§ **DATA PROVIDED**
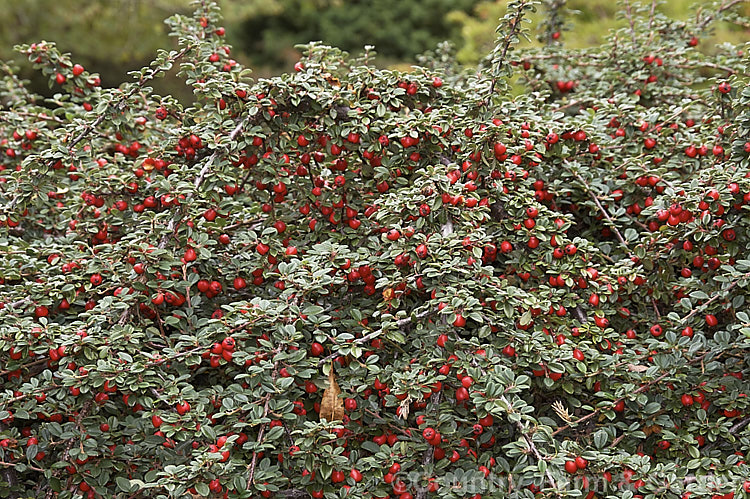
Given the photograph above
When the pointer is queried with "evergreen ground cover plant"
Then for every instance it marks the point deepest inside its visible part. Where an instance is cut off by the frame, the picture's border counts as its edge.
(348, 281)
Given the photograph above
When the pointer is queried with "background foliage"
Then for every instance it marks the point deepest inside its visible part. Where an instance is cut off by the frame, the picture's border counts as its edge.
(112, 37)
(353, 281)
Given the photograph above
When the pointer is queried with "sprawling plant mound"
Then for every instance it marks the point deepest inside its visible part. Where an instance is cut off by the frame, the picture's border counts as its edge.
(391, 284)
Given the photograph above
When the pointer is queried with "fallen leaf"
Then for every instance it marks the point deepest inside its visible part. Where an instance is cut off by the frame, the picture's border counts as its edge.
(332, 406)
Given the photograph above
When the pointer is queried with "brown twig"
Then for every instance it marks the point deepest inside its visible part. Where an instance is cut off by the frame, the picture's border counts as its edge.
(530, 442)
(378, 332)
(261, 432)
(642, 389)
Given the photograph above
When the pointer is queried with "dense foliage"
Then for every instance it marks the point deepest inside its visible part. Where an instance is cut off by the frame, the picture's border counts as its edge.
(348, 280)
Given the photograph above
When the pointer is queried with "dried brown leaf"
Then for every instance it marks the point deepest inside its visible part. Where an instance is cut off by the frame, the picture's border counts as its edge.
(332, 406)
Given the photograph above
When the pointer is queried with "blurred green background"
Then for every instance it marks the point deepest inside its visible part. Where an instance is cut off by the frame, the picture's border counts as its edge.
(113, 37)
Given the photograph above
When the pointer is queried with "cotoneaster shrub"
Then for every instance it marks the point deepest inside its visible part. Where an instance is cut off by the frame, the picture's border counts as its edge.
(499, 296)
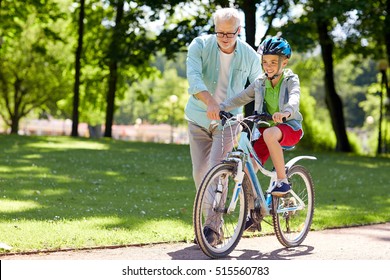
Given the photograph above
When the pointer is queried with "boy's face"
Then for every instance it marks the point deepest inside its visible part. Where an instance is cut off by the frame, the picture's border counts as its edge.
(270, 64)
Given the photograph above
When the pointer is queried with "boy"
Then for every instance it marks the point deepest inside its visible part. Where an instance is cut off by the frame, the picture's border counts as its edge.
(276, 92)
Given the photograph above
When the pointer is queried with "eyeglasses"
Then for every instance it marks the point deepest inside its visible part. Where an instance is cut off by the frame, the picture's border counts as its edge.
(228, 35)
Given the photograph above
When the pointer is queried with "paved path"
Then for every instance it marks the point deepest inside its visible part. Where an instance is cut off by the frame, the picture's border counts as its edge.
(356, 243)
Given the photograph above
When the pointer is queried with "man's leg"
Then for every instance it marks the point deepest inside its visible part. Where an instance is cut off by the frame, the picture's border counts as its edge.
(200, 141)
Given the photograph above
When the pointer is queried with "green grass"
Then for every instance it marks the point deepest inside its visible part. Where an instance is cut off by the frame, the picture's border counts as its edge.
(61, 192)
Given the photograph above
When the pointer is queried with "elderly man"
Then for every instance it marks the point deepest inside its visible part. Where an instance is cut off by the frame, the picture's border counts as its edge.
(218, 67)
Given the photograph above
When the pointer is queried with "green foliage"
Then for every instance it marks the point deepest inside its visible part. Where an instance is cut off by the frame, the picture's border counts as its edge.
(150, 100)
(33, 62)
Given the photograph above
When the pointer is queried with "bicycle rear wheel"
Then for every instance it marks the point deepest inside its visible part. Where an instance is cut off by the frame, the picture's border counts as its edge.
(211, 211)
(293, 214)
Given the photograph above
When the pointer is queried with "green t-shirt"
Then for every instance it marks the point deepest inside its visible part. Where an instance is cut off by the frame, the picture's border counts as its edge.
(272, 97)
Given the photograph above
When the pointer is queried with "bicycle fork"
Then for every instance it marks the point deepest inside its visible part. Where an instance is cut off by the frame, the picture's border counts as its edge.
(238, 178)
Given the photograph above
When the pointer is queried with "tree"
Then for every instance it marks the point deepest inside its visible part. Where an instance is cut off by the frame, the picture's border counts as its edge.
(76, 89)
(313, 27)
(32, 60)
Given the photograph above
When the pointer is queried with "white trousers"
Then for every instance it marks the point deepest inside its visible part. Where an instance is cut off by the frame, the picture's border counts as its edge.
(208, 147)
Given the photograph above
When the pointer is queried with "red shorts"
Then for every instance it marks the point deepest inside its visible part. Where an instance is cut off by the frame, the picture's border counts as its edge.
(290, 137)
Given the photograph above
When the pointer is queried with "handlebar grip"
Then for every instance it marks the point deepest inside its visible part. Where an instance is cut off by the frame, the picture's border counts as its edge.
(224, 116)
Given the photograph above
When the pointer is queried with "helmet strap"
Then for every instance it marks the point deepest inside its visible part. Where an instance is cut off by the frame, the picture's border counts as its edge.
(279, 67)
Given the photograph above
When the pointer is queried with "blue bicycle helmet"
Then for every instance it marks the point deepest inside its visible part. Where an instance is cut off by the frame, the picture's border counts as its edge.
(275, 45)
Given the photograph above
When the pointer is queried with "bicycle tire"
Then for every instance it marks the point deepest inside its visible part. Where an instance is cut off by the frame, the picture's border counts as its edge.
(290, 222)
(231, 224)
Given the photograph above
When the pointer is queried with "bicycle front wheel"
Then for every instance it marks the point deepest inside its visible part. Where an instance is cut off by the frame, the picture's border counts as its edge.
(211, 212)
(293, 213)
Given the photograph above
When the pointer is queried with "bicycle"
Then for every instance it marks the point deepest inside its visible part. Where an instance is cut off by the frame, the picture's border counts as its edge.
(230, 192)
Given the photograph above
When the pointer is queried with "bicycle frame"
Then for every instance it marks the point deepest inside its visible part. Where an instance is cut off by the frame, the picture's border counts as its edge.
(241, 158)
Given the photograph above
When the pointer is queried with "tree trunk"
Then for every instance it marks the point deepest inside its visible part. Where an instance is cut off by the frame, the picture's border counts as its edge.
(249, 9)
(332, 99)
(76, 90)
(113, 66)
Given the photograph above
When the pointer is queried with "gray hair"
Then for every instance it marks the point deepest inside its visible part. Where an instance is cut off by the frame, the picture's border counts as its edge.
(227, 14)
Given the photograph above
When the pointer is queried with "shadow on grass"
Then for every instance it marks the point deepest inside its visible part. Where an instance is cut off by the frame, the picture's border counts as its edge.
(125, 185)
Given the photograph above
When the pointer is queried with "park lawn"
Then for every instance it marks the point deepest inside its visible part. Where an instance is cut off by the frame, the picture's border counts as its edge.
(63, 192)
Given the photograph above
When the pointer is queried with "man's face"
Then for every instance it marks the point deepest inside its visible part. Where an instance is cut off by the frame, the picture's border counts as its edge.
(224, 30)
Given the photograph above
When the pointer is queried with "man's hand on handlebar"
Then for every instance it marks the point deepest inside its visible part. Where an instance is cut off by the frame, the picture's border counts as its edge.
(279, 117)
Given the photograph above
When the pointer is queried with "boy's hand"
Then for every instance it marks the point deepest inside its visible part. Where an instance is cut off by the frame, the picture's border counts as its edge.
(279, 117)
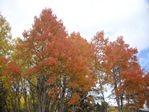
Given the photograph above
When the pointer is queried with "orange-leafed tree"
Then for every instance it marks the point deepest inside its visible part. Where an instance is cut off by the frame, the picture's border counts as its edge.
(59, 63)
(100, 43)
(119, 60)
(10, 76)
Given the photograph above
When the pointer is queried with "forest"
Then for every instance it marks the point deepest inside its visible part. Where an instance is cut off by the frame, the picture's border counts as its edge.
(49, 70)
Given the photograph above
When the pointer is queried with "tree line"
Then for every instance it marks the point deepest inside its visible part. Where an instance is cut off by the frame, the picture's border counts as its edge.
(49, 70)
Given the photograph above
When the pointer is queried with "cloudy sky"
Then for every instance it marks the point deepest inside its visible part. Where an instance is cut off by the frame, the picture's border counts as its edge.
(129, 18)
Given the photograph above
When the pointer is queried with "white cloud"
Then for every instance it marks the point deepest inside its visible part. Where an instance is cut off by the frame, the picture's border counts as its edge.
(116, 17)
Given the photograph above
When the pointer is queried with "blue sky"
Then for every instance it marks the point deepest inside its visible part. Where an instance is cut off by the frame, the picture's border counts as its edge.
(116, 17)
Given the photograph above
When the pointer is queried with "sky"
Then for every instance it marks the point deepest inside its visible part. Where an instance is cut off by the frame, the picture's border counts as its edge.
(128, 18)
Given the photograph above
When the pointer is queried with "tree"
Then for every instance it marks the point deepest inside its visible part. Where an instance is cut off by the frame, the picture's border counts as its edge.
(5, 50)
(120, 59)
(61, 64)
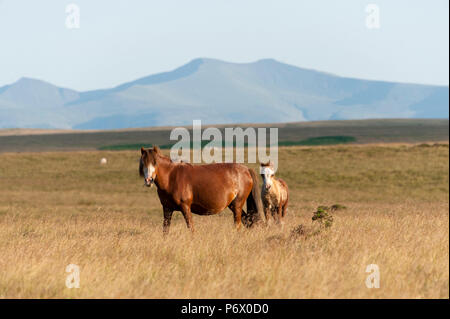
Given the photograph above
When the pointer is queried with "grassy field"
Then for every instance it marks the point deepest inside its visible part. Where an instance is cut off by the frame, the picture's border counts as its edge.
(301, 133)
(60, 208)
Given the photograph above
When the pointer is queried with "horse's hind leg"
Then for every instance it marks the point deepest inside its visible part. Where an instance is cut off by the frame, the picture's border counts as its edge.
(167, 218)
(187, 214)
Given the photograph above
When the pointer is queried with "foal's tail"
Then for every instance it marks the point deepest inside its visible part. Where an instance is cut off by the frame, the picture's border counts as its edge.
(254, 204)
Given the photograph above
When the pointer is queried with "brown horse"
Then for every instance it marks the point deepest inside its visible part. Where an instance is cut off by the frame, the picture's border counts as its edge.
(201, 189)
(274, 194)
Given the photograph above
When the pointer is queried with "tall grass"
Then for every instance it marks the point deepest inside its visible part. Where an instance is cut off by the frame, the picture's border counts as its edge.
(63, 208)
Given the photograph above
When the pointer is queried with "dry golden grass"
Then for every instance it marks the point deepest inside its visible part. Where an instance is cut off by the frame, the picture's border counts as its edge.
(62, 208)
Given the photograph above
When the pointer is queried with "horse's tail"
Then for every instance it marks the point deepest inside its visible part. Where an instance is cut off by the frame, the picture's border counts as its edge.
(254, 203)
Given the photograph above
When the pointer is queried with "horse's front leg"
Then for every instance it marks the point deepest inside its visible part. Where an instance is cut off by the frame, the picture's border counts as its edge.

§ **YOUR OBJECTIVE**
Count the lines above that contain the string "front", and reply with the number alone.

§ **SOLVED EXERCISE**
2